- **THE PROBLEM**: Copy every entry exactly.
(DATA FOR REVIEW Opens)
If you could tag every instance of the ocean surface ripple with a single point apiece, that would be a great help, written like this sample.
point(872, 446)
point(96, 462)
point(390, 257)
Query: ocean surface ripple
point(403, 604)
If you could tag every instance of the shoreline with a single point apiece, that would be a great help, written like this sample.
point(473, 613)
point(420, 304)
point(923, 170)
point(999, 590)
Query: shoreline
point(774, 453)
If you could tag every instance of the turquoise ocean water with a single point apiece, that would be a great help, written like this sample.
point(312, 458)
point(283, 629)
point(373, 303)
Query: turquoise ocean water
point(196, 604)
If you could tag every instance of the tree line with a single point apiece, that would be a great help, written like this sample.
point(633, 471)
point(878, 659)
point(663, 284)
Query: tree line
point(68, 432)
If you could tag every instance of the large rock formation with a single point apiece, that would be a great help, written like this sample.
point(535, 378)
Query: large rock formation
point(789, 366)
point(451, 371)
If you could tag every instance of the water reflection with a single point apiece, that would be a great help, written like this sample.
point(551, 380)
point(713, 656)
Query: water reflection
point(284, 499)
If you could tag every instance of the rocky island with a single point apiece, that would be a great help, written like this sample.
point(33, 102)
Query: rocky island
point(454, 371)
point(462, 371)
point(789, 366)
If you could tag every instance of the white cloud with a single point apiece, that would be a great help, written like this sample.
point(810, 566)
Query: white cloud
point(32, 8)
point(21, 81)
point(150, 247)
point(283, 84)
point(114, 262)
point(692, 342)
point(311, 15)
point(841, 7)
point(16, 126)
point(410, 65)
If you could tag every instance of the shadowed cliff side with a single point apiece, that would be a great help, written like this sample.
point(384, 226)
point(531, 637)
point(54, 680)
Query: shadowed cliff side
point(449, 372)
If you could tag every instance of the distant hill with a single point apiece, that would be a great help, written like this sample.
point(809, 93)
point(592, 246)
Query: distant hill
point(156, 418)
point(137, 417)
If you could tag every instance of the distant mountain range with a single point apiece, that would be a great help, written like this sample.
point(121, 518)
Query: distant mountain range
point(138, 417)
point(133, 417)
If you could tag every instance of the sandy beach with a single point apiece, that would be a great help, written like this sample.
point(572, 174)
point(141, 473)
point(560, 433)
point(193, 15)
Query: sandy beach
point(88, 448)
(DATA FOR REVIEW Closes)
- **REPLY TO THE EXERCISE**:
If you could tag every instance of the ocean surface ripple with a single point apiece, that would be a great help, written like this sample.
point(872, 446)
point(96, 462)
point(390, 257)
Query: ocean surface ripple
point(403, 604)
If you could tag every instance of the shoreline with a single point apiece, that would be a great help, written like this sample.
point(473, 613)
point(420, 304)
point(923, 170)
point(999, 590)
Query: shoreline
point(774, 453)
If you could tag every instance of the turquoise ocean water with a single point apiece, that would be a great help, written like this sample.
point(312, 458)
point(283, 629)
point(373, 303)
Query: turquoise ocean water
point(196, 604)
If you could tag every instance of the tree line with a single point apiece, that would be a great help, written like this sample.
point(633, 471)
point(878, 659)
point(663, 284)
Query: tree line
point(68, 432)
If you could tag every instance of the large rock formation with a single point apiece, that would be a great help, written like this sample.
point(535, 378)
Query: large rock formation
point(789, 366)
point(451, 371)
If you could tag every instance of the water reflection with a single point apiece, that would be a great help, written like this sample.
point(551, 380)
point(713, 656)
Query: water reflection
point(284, 499)
If you could tag every instance of the rocky island with a single point apiece, that would be a great help, written like this sample.
point(33, 102)
Query: rocky island
point(454, 371)
point(462, 371)
point(789, 366)
If you could tag every instance of the white cloud with a single point apiece, that would be a great help, written like this sample.
point(810, 566)
Query: white cloud
point(32, 8)
point(21, 81)
point(150, 247)
point(283, 84)
point(114, 262)
point(692, 342)
point(311, 15)
point(841, 7)
point(16, 126)
point(410, 65)
If you could tag every instance of the shadowed cliff side with a single point apiece, that would be a great help, written like this sample.
point(384, 226)
point(531, 637)
point(54, 680)
Query: shadowed cliff side
point(449, 372)
If you could tag every instance of the distant hill with a single point apiece, that would be a great help, written like this sample.
point(809, 93)
point(592, 246)
Query: distant hill
point(156, 418)
point(137, 417)
If you could tag every instance of the distant mountain range with a single point apiece, that would be a great help, written like this sample.
point(121, 518)
Query: distant mountain range
point(138, 417)
point(133, 417)
If you could tag every instance of the sandy beach with a single point apiece, that would be a great help, written like this sample.
point(572, 174)
point(141, 473)
point(560, 433)
point(193, 15)
Query: sandy beach
point(88, 448)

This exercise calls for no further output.